● **Exercise prompt**: Change "Segment" to "Outline" throughout the records below, and write out all the lines again with nothing else altered.

(Data entries)
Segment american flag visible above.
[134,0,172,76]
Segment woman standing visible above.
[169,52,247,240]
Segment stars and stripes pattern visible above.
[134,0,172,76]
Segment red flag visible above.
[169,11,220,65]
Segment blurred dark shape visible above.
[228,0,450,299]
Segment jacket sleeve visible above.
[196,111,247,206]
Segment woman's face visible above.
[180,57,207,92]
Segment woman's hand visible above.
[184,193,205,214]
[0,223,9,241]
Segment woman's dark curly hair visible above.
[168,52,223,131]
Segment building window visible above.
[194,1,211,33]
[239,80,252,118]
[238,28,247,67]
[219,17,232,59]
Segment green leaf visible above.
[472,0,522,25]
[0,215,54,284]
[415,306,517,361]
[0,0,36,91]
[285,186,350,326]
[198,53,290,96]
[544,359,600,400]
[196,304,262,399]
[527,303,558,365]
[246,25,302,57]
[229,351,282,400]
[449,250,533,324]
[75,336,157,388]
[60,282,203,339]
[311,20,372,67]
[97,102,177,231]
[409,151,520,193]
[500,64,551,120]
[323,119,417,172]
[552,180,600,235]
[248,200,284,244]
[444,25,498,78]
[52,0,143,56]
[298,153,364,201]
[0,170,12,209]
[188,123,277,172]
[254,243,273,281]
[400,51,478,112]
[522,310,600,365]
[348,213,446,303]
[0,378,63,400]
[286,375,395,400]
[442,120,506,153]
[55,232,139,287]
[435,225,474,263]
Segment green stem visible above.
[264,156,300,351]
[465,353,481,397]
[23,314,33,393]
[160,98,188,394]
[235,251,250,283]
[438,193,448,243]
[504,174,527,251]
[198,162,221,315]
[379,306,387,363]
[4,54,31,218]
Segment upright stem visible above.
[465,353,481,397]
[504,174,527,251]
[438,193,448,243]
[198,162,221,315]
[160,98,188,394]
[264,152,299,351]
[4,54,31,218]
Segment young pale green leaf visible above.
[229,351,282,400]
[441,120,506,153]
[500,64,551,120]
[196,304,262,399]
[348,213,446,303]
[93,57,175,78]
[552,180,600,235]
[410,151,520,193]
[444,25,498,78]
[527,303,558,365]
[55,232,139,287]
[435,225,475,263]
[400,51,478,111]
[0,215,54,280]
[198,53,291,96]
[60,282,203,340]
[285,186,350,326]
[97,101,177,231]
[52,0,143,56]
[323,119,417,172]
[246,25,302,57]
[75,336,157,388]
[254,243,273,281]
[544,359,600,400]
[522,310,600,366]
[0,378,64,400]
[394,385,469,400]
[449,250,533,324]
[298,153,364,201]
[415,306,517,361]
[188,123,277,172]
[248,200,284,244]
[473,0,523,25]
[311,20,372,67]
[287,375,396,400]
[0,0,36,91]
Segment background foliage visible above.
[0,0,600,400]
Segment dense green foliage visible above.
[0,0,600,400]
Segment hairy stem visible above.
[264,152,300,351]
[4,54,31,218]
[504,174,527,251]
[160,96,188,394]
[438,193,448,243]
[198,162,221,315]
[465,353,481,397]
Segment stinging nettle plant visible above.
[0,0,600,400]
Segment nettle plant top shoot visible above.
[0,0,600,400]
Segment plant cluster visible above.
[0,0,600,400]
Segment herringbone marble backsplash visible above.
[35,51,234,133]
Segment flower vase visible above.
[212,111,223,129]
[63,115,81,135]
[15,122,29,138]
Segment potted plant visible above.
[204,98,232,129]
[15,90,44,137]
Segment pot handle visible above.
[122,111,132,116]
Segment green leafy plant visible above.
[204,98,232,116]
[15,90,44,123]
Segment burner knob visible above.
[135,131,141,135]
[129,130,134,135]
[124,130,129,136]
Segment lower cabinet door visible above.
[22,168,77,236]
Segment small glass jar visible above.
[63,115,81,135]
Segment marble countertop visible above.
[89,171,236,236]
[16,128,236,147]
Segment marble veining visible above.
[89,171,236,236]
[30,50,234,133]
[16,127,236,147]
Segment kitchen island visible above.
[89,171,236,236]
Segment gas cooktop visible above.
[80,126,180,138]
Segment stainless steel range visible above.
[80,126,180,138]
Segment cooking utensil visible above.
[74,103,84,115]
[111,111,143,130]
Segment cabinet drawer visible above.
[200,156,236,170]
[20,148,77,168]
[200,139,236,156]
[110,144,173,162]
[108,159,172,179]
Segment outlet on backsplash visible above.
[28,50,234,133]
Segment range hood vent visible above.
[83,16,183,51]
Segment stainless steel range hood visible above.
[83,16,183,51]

● **Solution**:
Outline american flag visible above.
[134,0,172,76]
Outline woman standing visible above.
[169,52,247,240]
Outline stars and stripes pattern visible above.
[134,0,172,76]
Outline red flag visible above.
[169,11,220,65]
Outline blurred dark shape visible above.
[228,0,450,299]
Outline jacket sleeve visible above.
[196,111,247,206]
Outline woman's face visible above.
[180,57,207,92]
Outline woman's hand visible above.
[184,193,205,214]
[0,223,9,241]
Outline woman's dark curly hair visible above.
[168,52,223,131]
Outline building window visible above.
[194,1,211,33]
[239,80,252,118]
[238,28,247,67]
[219,17,232,59]
Outline green leaf visible above.
[472,0,522,25]
[0,215,54,284]
[415,306,517,361]
[0,0,36,91]
[285,186,350,326]
[198,53,290,96]
[544,359,600,400]
[196,304,262,399]
[527,303,558,365]
[246,25,302,57]
[229,351,282,400]
[449,250,533,324]
[75,336,157,388]
[60,282,203,339]
[311,20,372,67]
[97,102,177,231]
[409,151,520,193]
[500,64,551,120]
[323,119,417,172]
[552,180,600,235]
[248,200,284,244]
[444,25,498,78]
[52,0,143,56]
[298,153,364,201]
[0,170,12,209]
[188,123,277,172]
[254,243,273,281]
[400,51,478,112]
[522,310,600,365]
[348,213,446,303]
[0,378,63,400]
[286,375,395,400]
[442,120,506,153]
[55,232,139,287]
[435,225,474,263]
Outline green stem visible above.
[264,156,300,351]
[465,353,481,397]
[23,314,33,393]
[160,98,188,394]
[235,251,250,283]
[438,193,448,243]
[504,174,527,251]
[198,162,221,315]
[379,306,387,363]
[4,54,31,218]
Outline upright stem visible above.
[465,353,481,397]
[504,174,527,251]
[438,193,448,243]
[198,162,221,315]
[160,98,188,394]
[264,152,299,351]
[4,54,31,218]
Outline young pale green leaf visible above.
[229,351,282,400]
[441,120,506,153]
[500,64,551,120]
[196,304,262,399]
[348,213,446,303]
[93,57,175,78]
[552,180,600,235]
[410,151,520,193]
[444,25,498,78]
[527,303,558,365]
[55,232,139,287]
[435,225,475,263]
[400,51,478,111]
[0,215,54,280]
[198,53,291,96]
[60,282,203,340]
[285,186,350,326]
[97,101,177,231]
[52,0,143,56]
[323,119,417,172]
[246,25,302,57]
[75,336,157,388]
[254,243,273,281]
[544,359,600,400]
[522,310,600,366]
[0,378,64,400]
[394,385,469,400]
[449,250,533,324]
[298,153,364,201]
[415,306,517,361]
[188,123,277,172]
[248,200,284,244]
[473,0,523,25]
[311,20,372,67]
[287,375,396,400]
[0,0,36,91]
Outline background foliage visible above.
[0,0,600,400]
Outline dense green foliage visible above.
[0,0,600,400]
Outline hairy stem visible above.
[264,152,300,351]
[4,54,31,218]
[504,174,527,251]
[160,96,188,394]
[438,193,448,243]
[198,162,221,315]
[465,353,481,397]
Outline stinging nettle plant visible above.
[0,0,600,400]
Outline nettle plant top shoot visible above.
[0,0,600,400]
Outline plant cluster visible above.
[0,0,600,400]
Outline herringbone marble backsplash visible above.
[35,51,234,133]
Outline flower vase visible above.
[212,111,223,129]
[63,115,81,135]
[15,122,29,138]
Outline potted plant visible above.
[204,98,232,129]
[15,90,44,137]
Outline pot handle visible above.
[122,111,132,116]
Outline green leafy plant visible above.
[204,98,232,116]
[15,90,44,123]
Outline burner knob visible above.
[135,131,141,135]
[129,130,134,135]
[124,130,129,136]
Outline lower cabinet door visible above.
[22,168,77,236]
Outline small glass jar visible above.
[63,115,81,135]
Outline marble countertop visible above.
[89,171,236,236]
[16,128,236,147]
Outline marble veining visible above.
[89,171,236,236]
[30,50,234,133]
[16,127,236,147]
Outline kitchen island visible above.
[89,171,236,236]
Outline gas cooktop visible above.
[80,126,180,138]
Outline stainless steel range visible above.
[80,126,180,138]
Outline cooking utensil visible above.
[74,103,84,115]
[111,111,143,130]
Outline cabinet drawer visible above.
[200,156,236,170]
[20,148,77,168]
[200,139,236,156]
[110,144,173,162]
[108,159,172,179]
Outline outlet on backsplash visible above.
[28,50,234,133]
Outline range hood vent visible above.
[83,16,183,51]
Outline stainless steel range hood visible above.
[83,16,183,51]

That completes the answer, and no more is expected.